(Exercise task) Copy every one of the entries below, character for character and without any changes.

___ Entries provided

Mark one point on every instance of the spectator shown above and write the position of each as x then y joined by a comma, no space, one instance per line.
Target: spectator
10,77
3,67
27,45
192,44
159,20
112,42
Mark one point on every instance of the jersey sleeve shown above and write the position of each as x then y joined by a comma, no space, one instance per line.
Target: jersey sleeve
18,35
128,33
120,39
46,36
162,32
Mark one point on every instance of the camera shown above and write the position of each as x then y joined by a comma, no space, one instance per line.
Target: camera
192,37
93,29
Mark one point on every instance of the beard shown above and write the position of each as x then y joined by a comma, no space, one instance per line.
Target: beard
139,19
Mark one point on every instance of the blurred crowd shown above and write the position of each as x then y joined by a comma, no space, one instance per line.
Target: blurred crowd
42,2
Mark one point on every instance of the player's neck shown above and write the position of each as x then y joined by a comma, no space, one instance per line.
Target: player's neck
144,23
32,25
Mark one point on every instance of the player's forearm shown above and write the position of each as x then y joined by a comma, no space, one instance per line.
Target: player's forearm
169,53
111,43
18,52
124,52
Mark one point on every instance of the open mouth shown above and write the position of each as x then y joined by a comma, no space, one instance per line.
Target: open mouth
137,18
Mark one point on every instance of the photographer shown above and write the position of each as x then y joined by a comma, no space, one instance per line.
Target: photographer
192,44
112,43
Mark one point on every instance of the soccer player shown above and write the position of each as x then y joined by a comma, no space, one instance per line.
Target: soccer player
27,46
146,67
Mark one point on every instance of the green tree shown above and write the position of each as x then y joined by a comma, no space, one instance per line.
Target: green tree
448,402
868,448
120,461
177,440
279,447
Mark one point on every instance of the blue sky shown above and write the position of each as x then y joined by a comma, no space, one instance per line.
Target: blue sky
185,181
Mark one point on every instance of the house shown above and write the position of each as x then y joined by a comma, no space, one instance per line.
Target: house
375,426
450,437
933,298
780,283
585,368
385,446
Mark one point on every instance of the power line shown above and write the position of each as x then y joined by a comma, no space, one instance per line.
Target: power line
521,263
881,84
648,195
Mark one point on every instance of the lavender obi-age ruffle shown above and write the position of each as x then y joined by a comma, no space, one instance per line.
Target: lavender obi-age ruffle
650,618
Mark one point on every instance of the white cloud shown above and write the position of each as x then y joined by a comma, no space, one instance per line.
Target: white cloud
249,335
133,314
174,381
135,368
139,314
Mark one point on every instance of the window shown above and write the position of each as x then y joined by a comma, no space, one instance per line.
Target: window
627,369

______

(The solution)
Mark one point on every instance of the spectator shown above and write the position of each as x then y joined by a comma, no space, one instance per line.
Target: spectator
10,77
3,67
27,45
192,44
159,20
112,42
Mark one point on every instance of the jersey sleeve shown above and write the position of each as x then y joined by a comma, no space, one instance per line.
Target: jersey sleeve
18,35
128,33
120,39
46,36
162,32
Mark one point on every instance of the camera shown above and write the position of each as x then y joined by a comma, no space, one instance per line.
Target: camera
192,37
93,29
Mark one point on every instance of the beard shown above and write the position of each as x then y joined by a comma, no space, one instance per line.
Target: beard
139,19
Mark one point on every instance of the blurred crowd shown above and write the position of each as x then y joined by a comma, no space, one instance per line.
Target: blurred crowd
42,2
Mark one point on every instance of the player's neck shown above and write the position of each as x then y joined by a comma, no space, one instance per line.
Target: player's neck
144,23
32,25
Mark one point on every instance of the player's forearm shown above and write the position of each as x then y joined by a comma, no space, one instance per line.
Target: player's forearm
169,53
111,43
18,52
124,52
Mark one point on every instance of the open mouth shown above and write the position of each as x then y joined by a comma, no space, one instance per line.
Target: open mouth
137,18
Mark one point on every instance of the photographer shown above and write the position of each as x then y joined by a comma, no space, one instance per line.
Target: photographer
192,44
112,43
Mark one point on every instance of the soccer player shown above and write the position of each as x then y joined by a comma, no space, one instance per line.
Target: soccer player
27,46
146,67
Mark one point on every instance of the green tree shown above and write the position of each as x then y joined by a comma, no space, one instance per line.
Target: green tree
448,402
868,448
120,461
177,440
279,447
Mark one point on every instance of the blue sky shown above and write the position of each as x then y joined by a comma, no space, one instance per line.
Target: blue sky
185,181
Mark one point on every instance of the house shown above and write the position of each as x then y joined by a comma, no space, one instance per line.
Target: house
375,426
450,437
933,298
780,283
585,368
385,446
Mark one point on every instance of the power line shown above and write the position of each as x then y joined by a comma, no space, one instance per line.
Target: power line
521,263
881,84
648,195
Mark one point on every instance of the lavender obi-age ruffle shown above and write the position of each as x then y joined by a comma, no space, one instance per line.
Target: lavender obi-age ruffle
650,618
Mark one point on every instance of the white cloud shown above and write the position of each as x then y joined by a comma, no space, one instance per line.
Target: white cloud
249,335
133,314
174,381
135,368
139,314
Mark one point on every instance of the window shown above and write the position of each as x then y joined by a comma, no space, one instance per line.
Target: window
627,369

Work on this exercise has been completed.